— Start Page excerpt —
Learn interpreting audio measurements with Cavern

What is on this page?

Plain and simple: everything you need to know to assemble your very own audio measurement tool, then the exact steps of how to combine these concepts. If you only need the exact operations for drawing a frequency response, skip to the TL;DR chapter.

Fourier transform simplified

We will be working in Fourier space, which means we will use a specific formula to transform the samples of the measurement into complex offsets for each frequency band. The exact math is not important right now, there are industry standard libraries for that like fftw. Cavern has its own heavily optimized FFT (Fast Fourier Transform) implementation for portability. When we Fourier transform a set of samples, the results will be complex numbers in the form of Re(x) + Im(x) * i, where Re(x) is the real part and Im(x) is the imaginary part. Each complex number corresponds to a band. To see which band, just equally divide the bands to the sampling rate. In a very small example, let's say we had 4 samples and the sampling rate is 1000. Then, the bands will be 0 Hz, 250 Hz, 500 Hz, and 750 Hz. There is no 1000 Hz, the sample rate as a band is always missing. In reality, we work with much more bands for good precision. In the example, these bands also correspond to the sine waves that would take 0, 1, 2, and 3 cycles in the sampled timeslot of the audio. The frequencies work out this way too: if we take 4 samples out of a second of content at 1000 Hz, which is 1000 samples, that accounts for 4/1000th or 1/250th of a second, so a single wavelength fitting there would be 250 Hz, exactly what we've seen.
— End Page excerpt —
(Short task a) According to the Cavern audio measurement page, which bands result from 4 samples at a sampling rate of 1000?
— Start Supplied material —
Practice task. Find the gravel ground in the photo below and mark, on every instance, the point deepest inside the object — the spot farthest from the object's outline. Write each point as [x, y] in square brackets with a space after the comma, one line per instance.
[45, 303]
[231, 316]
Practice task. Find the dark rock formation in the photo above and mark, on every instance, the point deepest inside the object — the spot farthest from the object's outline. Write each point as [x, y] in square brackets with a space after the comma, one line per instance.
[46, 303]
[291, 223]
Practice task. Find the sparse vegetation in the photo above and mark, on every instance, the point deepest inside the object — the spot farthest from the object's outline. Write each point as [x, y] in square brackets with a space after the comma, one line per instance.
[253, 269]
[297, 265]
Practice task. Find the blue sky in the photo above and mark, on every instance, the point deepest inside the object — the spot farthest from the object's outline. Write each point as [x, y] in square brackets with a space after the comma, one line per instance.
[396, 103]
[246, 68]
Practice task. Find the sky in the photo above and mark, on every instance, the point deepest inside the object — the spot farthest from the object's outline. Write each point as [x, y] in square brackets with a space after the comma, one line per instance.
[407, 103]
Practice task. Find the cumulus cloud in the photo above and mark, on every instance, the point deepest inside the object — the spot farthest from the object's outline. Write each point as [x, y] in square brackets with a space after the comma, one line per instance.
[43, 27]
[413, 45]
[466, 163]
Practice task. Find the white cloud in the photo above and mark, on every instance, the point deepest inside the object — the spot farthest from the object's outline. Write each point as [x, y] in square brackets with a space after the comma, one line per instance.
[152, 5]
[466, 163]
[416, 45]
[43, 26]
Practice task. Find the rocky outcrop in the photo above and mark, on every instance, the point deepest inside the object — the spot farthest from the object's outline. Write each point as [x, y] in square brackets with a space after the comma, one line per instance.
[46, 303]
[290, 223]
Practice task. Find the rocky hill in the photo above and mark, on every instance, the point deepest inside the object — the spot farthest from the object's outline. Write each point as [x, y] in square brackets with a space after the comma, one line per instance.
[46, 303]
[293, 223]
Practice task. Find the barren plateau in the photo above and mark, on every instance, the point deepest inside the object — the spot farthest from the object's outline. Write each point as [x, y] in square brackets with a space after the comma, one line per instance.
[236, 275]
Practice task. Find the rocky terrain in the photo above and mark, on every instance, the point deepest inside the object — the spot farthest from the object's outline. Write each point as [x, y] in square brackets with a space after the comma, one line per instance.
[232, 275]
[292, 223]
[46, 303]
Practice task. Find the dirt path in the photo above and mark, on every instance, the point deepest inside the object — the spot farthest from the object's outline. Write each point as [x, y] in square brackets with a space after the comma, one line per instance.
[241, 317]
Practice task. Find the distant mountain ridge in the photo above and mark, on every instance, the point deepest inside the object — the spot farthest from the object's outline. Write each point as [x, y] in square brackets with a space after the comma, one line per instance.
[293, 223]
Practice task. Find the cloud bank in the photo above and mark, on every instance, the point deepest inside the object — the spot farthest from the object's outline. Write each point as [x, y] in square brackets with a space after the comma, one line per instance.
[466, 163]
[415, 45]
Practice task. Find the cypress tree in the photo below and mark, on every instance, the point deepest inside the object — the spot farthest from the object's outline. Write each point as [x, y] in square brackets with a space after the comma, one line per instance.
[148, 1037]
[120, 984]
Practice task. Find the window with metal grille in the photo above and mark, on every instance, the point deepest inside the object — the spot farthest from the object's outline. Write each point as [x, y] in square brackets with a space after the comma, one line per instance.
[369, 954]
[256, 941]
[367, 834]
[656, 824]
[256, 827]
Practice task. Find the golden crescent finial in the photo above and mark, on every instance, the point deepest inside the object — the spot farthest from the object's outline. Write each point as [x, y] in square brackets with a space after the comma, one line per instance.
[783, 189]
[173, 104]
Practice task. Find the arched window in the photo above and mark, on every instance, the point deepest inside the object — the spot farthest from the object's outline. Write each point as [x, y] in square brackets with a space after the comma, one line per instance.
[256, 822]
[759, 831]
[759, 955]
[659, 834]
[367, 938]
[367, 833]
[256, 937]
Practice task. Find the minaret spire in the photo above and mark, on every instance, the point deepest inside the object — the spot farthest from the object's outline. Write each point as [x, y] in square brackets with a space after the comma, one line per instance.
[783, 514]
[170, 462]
— End Supplied material —
(Short task b) Count the lines of the records that contain the string "cumulus", treating uppercase and lowercase as different. Give only the number.

(Right answer a) 0 Hz, 250 Hz, 500 Hz, and 750 Hz.

(Right answer b) 1